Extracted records
————————

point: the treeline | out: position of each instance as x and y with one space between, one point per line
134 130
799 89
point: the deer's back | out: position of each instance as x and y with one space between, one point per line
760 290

————————

All of the data above should be transcribed exactly.

point: the treeline | out: position of each instance as x and y with one space between, one point per line
134 130
799 89
point: the deer's back | out: position of each instance as x and y with one space between, one point per line
760 290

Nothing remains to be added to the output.